> **Exercise task**:
Can you lay out the lines of the data below as a JSON list of strings, one string per line and no blank lines, starting at the line that contains "Note to the class: identify the tufted" and ending at the final line of the data?

(Dataset rows showing where objects appear)

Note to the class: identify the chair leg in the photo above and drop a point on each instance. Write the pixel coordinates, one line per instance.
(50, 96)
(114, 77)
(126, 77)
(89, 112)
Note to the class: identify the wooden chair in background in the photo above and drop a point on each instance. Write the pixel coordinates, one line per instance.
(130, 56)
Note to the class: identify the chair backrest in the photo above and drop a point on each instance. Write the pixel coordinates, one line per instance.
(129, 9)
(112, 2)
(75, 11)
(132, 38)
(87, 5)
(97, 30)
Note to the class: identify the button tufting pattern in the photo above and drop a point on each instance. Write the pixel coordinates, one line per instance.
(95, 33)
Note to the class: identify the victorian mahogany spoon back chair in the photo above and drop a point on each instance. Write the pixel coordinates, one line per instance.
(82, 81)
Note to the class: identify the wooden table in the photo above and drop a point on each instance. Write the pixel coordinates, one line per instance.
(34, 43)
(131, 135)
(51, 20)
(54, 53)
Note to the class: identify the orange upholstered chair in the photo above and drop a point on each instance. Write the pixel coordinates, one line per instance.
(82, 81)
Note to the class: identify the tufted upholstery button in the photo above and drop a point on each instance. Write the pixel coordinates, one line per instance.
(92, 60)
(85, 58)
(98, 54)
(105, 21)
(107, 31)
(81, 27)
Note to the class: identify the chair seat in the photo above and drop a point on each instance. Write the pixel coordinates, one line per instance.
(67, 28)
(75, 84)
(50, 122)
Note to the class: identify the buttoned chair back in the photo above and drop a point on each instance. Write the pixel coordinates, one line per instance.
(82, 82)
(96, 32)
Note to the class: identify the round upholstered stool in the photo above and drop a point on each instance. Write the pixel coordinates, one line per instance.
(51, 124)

> **Solution for this task**:
[
  "Note to the class: identify the tufted upholstery button in the photo above and drop a point on each instance. Write the pixel coordinates, one line per instance.",
  "(92, 60)",
  "(85, 58)",
  "(98, 54)",
  "(105, 21)",
  "(107, 31)",
  "(81, 27)",
  "Note to the class: identify the chair seat in the photo above and drop a point on each instance. Write the pixel coordinates, one line per instance.",
  "(67, 28)",
  "(75, 84)",
  "(50, 122)",
  "Note to the class: identify the buttoned chair back in the photo above and drop a point on each instance. Write the pixel coordinates, one line per instance.",
  "(82, 82)",
  "(96, 32)",
  "Note to the class: identify the round upholstered stool in the photo above and drop a point on each instance. Write the pixel coordinates, one line per instance.",
  "(51, 124)"
]